» LESETEXT:

Wie lassen sich Menschenrechte durch eine globale Politik verwirklichen?

Im Gesundheitsbereich ist der Kampf um das Recht aller HIV-Aids- Betroffenen auf die Versorgung mit antiretroviralen Medikamenten ein herausragendes Beispiel, wie es gehen kann. Ohne eine weltweit vernetzte soziale Bewegung, die für transnationale Öffentlichkeit gesorgt hat, wäre das nie gelungen. Der Einfluss der Pharmaindustrie mit ihrem Interesse an hochpreisigen Medikamenten und der Aufrechterhaltung des Patentschutzes konnte zurückgedrängt werden. Es wurden globale Institutionen wie der Globale Fonds zur Bekämpfung von Aids, Tuberkulose und Malaria (GFATM) geschaffen, der Mittel aquiriert und Programme zur Umsetzung organisiert.

Was lässt sich aus der globalen HIV-Aids-Politik lernen?

Die Erfahrungen mit dem GFATM (s.o.) zeigen den Weg zur Realisierung einer allgemeinen Gesundheitsabsicherung und die Wirksamkeit internationaler Finanzierungsinstrumente. Zugleich macht der Fonds aber deutlich, dass ein Ansatz, der nur drei Krankheiten im Auge hat, die Probleme auf lange Sicht nicht lösen kann. Ohne den Aufbau von horizontalen Gesundheitssystemen können kurzfristig erzielte Erfolge nicht nachhaltig gesichert werden. Dauerhafte Verbesserungen verlangen – statt freiwilliger Zuwendungen – eine langfristig gesicherte Finanzierung, die nur auf der Grundlage vertraglich fixierter Pflichtbeiträge möglich ist. Soll ein neues internationales Finanzierungsschema nachhaltig wirksam sein, muss es von einem rechtsverbindlichen Abkommen getragen werden, das den Zweck - die Gewährleistung einer universellen gesundheitlichen Absicherung - definiert, Beitragszahlungen regelt und Auszahlungsmodalitäten festhält. In jedem Fall würde ein solches internationales Finanzausgleichssystem einen Paradigmenwechsel bedeuten: Die bislang geübte Praxis der offiziellen Entwicklungszusammenarbeit würde ersetzt durch eine Kooperation, die von Rechtsansprüchen und gemeinsamer Verantwortung getragen wird.

Woran kann die Idee einer Globalisierung von Solidarstrukturen und öffentlichen Gütern anknüpfen?

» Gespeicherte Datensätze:
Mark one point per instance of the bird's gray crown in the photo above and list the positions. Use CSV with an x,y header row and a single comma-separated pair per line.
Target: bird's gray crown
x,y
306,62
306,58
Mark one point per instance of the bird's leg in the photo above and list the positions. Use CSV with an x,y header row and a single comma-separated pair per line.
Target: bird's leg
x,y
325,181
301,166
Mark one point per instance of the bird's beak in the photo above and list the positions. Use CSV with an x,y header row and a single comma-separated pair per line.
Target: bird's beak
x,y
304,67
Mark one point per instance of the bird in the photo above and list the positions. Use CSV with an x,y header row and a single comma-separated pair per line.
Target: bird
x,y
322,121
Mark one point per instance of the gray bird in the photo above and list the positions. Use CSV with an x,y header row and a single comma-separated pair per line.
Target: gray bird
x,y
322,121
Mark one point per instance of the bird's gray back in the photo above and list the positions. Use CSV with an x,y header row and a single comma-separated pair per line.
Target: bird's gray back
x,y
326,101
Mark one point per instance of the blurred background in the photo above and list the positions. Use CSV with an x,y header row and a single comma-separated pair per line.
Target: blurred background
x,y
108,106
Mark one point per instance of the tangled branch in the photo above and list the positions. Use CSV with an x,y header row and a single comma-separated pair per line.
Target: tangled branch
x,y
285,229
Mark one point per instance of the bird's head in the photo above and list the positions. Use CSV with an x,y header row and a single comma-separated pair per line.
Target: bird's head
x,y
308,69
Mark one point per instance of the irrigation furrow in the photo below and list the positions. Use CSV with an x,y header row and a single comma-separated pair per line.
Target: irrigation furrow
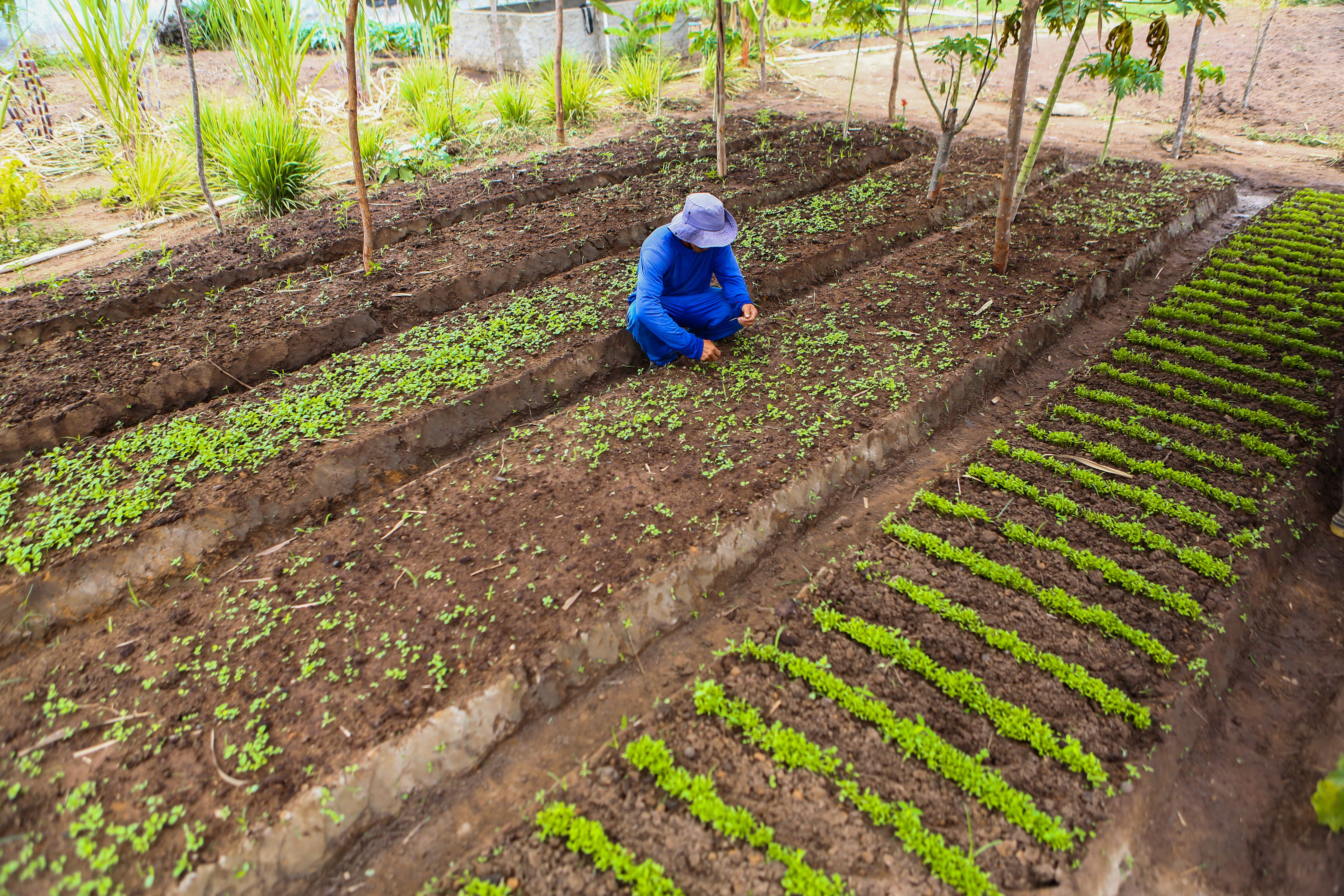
x,y
429,581
120,374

» ARBEITSAUFTRAG: Führe den Lesetext über Menschenrechte und globale Gesundheitspolitik im Anschluss an seinen letzten Satz weiter.

» SCHRIFTLICHE ANTWORT:
Das Ziel „Gesundheit für Alle“ stand bereits 1948 Pate, als die Weltgesundheitsorganisation (WHO) gegründet wurde. Mit Blick auf das seitdem akkumulierte Wissen und den weltweit erzeugten Reichtum hätte das Ziel längst verwirklicht werden können. Globale Gesundheit verlangt nicht die Erwirtschaftung weiteren Reichtums, sondern die gerechtere Verteilung des bestehenden. Die eigentlichen Hindernisse sind der Mangel an politischer Analyse und Strategie sowie öffentlichem Druck, der für Veränderungen notwendig ist.

Wie realistisch ist die Globalisierung des Solidarprinzips?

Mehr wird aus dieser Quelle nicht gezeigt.